-- START --

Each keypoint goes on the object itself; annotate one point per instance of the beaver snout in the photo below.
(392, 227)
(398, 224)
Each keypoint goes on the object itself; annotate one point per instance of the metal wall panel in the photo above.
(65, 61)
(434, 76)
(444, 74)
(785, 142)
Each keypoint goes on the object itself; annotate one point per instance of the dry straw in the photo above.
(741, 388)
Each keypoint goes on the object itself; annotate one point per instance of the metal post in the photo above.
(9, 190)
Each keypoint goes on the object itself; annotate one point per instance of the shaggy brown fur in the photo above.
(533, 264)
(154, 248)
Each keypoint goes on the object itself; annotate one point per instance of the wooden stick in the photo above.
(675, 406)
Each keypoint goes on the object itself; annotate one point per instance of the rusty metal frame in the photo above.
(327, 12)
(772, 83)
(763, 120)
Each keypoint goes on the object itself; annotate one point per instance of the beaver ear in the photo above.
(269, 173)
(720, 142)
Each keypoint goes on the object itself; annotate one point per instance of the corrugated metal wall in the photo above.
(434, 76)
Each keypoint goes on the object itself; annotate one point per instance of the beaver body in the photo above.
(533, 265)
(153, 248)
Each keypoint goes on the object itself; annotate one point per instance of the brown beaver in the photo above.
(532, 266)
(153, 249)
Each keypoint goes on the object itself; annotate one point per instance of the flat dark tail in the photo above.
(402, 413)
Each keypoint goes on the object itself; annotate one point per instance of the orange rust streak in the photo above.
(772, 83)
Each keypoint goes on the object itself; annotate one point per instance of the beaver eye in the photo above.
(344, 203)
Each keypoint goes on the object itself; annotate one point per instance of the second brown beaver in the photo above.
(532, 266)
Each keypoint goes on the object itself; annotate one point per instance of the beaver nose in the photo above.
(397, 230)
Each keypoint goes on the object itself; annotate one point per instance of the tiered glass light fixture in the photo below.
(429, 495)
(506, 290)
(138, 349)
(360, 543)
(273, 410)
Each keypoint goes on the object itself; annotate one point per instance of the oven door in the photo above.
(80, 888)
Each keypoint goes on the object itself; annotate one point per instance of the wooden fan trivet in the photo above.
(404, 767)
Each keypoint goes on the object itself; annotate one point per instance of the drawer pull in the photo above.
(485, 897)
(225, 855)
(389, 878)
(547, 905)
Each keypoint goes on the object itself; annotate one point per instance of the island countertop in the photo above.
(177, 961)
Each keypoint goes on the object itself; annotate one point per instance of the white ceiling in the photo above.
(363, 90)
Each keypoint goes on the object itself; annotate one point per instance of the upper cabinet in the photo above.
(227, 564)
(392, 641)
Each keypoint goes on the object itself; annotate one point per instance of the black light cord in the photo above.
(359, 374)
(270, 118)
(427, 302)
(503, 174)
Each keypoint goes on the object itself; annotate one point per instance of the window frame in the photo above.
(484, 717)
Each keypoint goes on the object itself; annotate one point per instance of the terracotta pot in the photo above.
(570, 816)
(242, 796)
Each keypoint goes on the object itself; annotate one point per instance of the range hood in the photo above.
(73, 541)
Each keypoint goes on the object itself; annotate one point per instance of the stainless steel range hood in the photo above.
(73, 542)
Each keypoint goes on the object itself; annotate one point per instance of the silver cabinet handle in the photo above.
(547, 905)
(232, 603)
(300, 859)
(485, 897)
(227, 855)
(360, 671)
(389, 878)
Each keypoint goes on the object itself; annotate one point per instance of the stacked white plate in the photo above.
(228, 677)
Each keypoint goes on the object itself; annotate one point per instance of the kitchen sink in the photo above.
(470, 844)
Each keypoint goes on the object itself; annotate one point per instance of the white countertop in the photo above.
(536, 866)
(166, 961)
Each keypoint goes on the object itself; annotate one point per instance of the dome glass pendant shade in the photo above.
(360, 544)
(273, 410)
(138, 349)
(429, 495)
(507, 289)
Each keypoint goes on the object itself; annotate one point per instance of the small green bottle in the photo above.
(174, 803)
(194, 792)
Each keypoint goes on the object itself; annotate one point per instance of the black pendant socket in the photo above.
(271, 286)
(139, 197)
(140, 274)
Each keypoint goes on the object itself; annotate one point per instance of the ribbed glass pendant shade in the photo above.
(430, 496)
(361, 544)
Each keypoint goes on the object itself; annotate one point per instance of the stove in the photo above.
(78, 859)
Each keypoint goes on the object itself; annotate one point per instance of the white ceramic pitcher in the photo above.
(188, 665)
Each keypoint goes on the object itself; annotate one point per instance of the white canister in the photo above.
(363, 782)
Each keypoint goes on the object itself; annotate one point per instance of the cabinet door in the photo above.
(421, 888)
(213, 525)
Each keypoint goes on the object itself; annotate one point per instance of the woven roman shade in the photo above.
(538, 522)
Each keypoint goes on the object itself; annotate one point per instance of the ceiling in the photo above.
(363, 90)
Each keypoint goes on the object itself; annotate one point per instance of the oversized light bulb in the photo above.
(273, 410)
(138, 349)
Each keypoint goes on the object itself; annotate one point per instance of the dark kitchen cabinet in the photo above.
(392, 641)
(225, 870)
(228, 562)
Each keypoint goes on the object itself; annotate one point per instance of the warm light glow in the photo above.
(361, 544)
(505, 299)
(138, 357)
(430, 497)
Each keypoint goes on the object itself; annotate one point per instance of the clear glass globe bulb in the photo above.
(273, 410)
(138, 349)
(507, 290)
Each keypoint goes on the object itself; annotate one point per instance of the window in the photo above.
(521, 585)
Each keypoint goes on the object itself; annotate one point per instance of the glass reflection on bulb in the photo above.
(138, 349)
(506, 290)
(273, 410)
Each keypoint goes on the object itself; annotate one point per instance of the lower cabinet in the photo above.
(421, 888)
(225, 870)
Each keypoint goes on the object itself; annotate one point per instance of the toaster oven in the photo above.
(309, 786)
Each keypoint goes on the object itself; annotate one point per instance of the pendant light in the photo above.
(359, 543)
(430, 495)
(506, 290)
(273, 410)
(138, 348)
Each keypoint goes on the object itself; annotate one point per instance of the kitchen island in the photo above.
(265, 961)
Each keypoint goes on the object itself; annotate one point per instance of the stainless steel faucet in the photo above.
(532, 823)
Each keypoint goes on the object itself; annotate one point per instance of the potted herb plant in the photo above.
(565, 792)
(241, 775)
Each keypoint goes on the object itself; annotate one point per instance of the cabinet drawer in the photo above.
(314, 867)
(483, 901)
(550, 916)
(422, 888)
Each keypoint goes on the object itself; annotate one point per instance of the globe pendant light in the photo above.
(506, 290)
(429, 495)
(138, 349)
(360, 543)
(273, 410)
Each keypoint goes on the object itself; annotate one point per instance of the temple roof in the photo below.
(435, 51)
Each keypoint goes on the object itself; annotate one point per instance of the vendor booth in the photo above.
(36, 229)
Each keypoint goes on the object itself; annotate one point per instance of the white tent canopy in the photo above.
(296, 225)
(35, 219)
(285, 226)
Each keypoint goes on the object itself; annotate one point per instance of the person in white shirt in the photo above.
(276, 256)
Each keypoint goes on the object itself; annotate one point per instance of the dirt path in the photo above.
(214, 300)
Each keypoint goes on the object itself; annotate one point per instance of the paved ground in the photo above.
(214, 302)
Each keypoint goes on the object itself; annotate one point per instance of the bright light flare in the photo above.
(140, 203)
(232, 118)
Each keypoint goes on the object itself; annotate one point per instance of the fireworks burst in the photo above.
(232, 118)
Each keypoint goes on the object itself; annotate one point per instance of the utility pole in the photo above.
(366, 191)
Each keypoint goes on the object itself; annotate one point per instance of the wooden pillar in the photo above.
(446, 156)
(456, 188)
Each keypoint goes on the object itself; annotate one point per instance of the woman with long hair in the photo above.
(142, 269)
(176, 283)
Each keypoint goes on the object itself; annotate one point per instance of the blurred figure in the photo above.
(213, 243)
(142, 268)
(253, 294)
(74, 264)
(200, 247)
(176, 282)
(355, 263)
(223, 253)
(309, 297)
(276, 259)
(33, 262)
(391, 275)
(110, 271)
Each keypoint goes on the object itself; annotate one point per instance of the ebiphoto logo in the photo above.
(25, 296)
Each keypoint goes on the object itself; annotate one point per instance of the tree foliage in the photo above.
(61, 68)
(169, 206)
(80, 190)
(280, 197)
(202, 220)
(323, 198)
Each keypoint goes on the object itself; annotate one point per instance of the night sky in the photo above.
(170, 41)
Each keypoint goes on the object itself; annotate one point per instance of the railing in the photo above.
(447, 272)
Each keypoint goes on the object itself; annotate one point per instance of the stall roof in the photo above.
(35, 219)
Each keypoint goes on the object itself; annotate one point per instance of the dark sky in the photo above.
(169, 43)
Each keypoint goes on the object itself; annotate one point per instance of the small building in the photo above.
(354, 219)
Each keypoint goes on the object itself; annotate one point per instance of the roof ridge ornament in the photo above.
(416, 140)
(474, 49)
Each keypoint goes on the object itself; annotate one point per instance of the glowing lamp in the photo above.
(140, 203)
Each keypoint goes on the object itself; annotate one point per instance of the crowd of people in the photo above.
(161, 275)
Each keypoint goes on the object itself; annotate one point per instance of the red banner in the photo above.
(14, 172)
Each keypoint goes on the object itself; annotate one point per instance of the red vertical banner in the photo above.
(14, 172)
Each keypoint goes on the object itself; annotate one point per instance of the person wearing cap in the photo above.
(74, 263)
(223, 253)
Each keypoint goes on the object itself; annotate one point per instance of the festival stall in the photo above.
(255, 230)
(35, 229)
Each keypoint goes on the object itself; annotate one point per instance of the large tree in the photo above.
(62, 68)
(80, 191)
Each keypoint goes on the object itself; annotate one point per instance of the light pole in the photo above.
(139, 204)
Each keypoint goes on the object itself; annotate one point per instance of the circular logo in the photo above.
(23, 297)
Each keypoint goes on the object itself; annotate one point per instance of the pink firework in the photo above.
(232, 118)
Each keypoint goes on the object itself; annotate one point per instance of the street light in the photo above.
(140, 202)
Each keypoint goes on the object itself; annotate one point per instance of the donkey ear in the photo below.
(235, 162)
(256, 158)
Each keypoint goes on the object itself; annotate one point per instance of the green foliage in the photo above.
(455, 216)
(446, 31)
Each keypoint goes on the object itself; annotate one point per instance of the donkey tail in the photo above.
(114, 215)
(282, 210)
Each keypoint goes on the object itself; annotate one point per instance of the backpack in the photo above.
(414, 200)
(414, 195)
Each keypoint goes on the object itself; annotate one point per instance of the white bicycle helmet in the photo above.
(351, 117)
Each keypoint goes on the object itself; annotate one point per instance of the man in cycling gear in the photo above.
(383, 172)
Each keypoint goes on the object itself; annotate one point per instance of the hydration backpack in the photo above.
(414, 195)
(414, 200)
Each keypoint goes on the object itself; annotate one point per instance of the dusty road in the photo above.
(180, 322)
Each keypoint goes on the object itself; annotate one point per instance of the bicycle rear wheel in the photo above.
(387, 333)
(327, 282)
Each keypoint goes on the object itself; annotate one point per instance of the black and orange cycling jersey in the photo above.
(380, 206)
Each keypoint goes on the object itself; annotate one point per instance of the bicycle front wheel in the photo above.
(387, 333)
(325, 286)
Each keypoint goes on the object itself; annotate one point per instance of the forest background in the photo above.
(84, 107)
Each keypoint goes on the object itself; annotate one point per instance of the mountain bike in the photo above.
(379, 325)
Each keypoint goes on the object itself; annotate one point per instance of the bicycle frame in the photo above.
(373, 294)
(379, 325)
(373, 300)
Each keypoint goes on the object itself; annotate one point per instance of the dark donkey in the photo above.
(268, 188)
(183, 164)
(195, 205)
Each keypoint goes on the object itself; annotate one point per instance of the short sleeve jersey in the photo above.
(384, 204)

-- END --

* SET PROBLEM
Find the line containing "bike in the photo above.", then output it and every line after it to the end of the data, exactly.

* ANSWER TO THIS PROBLEM
Each keypoint goes on the object itself; annotate one point per instance of the mountain bike in the photo above.
(379, 325)
Each keypoint goes on the object itself; annotate one point per instance of the bicycle frame in the photo above.
(373, 294)
(379, 325)
(373, 300)
Each keypoint goes on the object itself; annotate one point per instance of the dark donkey in the photo above.
(268, 188)
(183, 164)
(195, 205)
Each keypoint goes on the object itself; annotate one point per instance of the short sleeve jersey in the photo above.
(384, 204)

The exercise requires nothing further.